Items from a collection
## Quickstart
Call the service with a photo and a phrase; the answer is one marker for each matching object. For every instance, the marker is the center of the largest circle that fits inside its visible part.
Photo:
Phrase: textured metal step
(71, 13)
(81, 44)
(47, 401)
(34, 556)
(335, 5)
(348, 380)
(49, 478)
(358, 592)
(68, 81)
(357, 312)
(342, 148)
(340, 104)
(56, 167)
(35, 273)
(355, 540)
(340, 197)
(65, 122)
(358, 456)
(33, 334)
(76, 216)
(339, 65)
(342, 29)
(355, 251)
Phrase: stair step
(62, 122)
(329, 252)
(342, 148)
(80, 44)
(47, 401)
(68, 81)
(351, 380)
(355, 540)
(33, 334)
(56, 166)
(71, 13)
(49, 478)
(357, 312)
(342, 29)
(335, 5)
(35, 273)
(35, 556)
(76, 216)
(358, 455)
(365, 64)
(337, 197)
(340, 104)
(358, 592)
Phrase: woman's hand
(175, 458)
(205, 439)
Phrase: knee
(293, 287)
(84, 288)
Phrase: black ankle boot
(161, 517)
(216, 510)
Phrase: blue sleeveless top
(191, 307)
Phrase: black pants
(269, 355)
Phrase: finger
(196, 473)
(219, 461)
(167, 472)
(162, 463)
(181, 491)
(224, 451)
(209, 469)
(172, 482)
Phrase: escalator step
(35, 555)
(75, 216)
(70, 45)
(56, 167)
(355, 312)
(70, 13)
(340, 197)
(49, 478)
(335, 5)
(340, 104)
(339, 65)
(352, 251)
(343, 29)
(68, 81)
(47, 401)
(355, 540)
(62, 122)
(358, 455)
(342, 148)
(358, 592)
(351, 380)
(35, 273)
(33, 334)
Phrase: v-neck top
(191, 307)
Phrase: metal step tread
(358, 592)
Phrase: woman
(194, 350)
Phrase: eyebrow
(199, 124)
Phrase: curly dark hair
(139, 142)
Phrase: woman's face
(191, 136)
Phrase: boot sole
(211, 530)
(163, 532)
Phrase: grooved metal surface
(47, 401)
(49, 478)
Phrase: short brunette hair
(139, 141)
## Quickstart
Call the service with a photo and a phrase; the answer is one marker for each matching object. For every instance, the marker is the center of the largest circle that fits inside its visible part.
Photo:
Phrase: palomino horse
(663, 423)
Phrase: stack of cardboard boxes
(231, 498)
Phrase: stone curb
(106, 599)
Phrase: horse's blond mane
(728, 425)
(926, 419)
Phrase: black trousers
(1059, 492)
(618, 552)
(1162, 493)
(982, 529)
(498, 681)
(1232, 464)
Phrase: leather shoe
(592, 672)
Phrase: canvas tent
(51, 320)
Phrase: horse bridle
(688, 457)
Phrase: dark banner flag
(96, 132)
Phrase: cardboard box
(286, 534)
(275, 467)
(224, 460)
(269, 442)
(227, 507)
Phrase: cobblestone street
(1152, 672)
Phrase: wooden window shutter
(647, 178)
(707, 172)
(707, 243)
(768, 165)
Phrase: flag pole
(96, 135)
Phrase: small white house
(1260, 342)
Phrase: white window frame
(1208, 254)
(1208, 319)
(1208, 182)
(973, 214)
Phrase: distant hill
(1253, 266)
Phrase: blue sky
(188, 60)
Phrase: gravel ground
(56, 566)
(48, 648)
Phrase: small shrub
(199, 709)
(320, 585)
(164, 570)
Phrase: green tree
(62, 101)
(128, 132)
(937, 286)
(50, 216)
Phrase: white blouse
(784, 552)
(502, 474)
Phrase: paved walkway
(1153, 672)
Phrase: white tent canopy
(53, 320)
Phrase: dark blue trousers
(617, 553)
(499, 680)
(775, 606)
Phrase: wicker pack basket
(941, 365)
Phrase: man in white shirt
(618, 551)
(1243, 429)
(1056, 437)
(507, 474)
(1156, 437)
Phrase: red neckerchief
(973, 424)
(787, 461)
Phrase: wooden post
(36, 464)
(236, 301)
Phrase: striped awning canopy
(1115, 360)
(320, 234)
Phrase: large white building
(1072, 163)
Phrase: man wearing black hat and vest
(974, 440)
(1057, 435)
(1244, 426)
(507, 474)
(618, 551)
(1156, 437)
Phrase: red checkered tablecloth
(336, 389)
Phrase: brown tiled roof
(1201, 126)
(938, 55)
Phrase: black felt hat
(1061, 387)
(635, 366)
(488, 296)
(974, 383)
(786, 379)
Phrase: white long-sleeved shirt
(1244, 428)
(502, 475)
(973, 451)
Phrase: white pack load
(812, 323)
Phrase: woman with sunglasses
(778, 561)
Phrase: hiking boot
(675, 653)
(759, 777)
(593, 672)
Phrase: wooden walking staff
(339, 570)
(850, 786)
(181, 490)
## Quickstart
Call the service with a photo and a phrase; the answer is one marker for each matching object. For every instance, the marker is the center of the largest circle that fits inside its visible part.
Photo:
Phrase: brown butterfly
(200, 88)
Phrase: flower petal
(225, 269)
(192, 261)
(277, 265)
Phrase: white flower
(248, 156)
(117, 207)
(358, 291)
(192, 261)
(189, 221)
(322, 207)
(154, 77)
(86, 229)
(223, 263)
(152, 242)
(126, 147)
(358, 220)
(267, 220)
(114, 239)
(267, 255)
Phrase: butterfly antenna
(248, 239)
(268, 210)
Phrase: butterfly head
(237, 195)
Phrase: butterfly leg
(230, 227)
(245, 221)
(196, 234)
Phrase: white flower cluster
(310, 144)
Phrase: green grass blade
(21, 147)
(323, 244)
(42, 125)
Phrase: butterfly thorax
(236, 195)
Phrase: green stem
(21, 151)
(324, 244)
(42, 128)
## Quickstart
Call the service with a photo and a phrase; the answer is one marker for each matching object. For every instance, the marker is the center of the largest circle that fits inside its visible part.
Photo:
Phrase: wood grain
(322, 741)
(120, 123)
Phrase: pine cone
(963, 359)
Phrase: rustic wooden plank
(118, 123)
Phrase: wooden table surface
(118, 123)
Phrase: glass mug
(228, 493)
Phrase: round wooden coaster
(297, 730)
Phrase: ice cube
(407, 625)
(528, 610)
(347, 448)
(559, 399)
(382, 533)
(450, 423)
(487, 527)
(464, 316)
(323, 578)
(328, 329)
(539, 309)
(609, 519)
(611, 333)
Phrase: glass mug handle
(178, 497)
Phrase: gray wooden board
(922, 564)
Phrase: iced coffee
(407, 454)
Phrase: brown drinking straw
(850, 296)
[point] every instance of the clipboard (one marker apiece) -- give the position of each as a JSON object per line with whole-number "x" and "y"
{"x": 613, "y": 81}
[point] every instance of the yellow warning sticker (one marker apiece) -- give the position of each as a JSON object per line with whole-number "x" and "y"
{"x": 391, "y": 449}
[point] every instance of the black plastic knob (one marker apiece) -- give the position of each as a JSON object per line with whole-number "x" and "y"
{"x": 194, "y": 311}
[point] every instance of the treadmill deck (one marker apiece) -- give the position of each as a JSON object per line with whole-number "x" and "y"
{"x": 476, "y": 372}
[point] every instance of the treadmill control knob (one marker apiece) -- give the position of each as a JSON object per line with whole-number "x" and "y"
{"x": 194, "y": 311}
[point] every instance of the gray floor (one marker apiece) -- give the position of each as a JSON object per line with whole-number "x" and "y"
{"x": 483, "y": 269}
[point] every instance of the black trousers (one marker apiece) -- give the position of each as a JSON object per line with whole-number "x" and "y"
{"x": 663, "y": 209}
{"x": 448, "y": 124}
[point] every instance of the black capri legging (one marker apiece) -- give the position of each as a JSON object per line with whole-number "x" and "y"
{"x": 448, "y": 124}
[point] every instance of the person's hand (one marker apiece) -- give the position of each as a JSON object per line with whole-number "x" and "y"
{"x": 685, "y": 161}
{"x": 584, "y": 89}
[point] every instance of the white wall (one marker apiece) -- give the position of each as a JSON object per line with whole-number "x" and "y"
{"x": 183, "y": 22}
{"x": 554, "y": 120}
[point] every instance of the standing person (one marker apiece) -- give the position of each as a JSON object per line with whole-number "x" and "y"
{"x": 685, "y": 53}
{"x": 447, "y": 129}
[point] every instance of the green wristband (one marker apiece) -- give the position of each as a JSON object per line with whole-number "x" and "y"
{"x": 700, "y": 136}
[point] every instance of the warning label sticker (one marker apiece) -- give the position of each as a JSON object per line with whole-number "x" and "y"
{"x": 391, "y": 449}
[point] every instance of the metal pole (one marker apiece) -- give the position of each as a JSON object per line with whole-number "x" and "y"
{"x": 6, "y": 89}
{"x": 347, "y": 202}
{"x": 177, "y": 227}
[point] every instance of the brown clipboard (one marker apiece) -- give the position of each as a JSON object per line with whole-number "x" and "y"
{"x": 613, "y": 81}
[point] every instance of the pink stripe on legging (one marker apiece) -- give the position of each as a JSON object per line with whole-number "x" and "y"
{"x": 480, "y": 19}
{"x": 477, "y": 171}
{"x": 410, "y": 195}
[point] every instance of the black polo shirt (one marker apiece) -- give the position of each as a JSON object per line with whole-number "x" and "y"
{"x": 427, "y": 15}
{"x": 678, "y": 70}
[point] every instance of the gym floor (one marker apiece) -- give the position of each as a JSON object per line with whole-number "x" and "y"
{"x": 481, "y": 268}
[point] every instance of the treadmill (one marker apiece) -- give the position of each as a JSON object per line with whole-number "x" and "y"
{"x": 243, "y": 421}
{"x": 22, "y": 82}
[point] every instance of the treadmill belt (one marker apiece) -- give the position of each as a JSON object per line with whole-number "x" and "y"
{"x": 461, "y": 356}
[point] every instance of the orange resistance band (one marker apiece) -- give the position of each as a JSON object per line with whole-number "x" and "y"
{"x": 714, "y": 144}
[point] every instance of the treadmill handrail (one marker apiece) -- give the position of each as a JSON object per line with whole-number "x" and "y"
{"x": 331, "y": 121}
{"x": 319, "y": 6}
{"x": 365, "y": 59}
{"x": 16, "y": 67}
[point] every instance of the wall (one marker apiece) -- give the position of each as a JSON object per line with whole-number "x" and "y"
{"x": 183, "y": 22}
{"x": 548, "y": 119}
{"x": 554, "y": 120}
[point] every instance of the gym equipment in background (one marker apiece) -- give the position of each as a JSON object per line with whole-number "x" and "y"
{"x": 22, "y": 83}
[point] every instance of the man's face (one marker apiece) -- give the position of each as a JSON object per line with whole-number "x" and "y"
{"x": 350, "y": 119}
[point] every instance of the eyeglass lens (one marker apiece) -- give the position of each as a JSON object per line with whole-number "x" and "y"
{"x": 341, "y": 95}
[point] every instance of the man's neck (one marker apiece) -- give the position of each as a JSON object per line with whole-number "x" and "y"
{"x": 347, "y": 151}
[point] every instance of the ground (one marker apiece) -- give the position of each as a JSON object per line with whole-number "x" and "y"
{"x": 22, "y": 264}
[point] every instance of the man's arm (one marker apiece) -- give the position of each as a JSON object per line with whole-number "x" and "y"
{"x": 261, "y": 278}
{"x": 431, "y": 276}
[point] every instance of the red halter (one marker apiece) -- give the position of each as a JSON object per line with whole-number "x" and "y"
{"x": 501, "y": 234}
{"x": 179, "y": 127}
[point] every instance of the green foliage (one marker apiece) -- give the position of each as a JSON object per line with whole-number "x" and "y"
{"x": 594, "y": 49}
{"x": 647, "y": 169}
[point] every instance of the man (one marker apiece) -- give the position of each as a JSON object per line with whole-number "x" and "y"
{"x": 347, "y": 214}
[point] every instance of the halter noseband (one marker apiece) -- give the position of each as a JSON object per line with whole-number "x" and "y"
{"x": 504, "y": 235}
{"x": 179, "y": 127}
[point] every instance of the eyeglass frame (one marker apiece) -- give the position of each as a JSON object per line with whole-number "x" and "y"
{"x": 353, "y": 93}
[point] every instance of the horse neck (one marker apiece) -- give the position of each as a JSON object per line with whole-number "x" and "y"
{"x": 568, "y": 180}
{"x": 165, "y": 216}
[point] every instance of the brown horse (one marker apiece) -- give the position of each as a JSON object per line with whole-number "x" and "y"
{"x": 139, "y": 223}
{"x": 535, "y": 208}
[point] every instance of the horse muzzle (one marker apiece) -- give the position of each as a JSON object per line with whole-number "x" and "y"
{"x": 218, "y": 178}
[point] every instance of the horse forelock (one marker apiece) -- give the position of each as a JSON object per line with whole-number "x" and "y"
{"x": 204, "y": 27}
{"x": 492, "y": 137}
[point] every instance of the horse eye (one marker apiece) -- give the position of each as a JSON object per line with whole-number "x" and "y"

# YOUR OBJECTIVE
Copy out the items word for word, beginning at the line that contains "[point] every instance of the ground" and continuing through the end of the items, with both that first line and the final line included.

# EXERCISE OUTPUT
[point] every instance of the ground (one marker apiece) -- give the position of each as a JSON object per line with whole-number "x" and "y"
{"x": 22, "y": 264}
[point] every instance of the man's arm (one marker apiece) -- give the position of each as a JSON object per line with whole-number "x" and "y"
{"x": 261, "y": 278}
{"x": 431, "y": 276}
[point] every instance of the red halter (one marker apiece) -- give the position of each as a JSON object per line with whole-number "x" and "y"
{"x": 501, "y": 234}
{"x": 179, "y": 127}
[point] every instance of the green foliage (one marker apiece) -- give the position of each as a JSON object per line with whole-number "x" and "y"
{"x": 594, "y": 49}
{"x": 647, "y": 169}
[point] every instance of the man (one marker apiece) -- give the position of each as a JSON object per line with whole-number "x" and "y"
{"x": 347, "y": 214}
[point] every instance of the halter noseband (one marker apiece) -- give the position of each as a JSON object per line with whole-number "x" and "y"
{"x": 504, "y": 235}
{"x": 179, "y": 127}
[point] every instance of the eyeglass frame (one marker apiece) -- give the position of each as a JSON object per line with whole-number "x" and "y"
{"x": 353, "y": 93}
[point] every instance of the horse neck (one marker apiece) -- give the position of each as a JSON object per line with whole-number "x" and "y"
{"x": 568, "y": 180}
{"x": 165, "y": 216}
[point] every instance of the brown horse (one marker apiece) -- give the position of each as a JSON object per line with whole-number "x" and "y"
{"x": 139, "y": 223}
{"x": 535, "y": 208}
[point] every instance of the horse muzzle (one marker apiece) -- give the position of each as a JSON object per line with whole-number "x" and "y"
{"x": 218, "y": 178}
[point] every instance of the horse forelock (one marker apiece) -- give the position of each as a JSON object per line with whole-number "x" and "y"
{"x": 204, "y": 27}
{"x": 492, "y": 137}
[point] every instance of the horse eye (one marker apiece) -- give the position of each as a JSON object per line with whole-number "x" and "y"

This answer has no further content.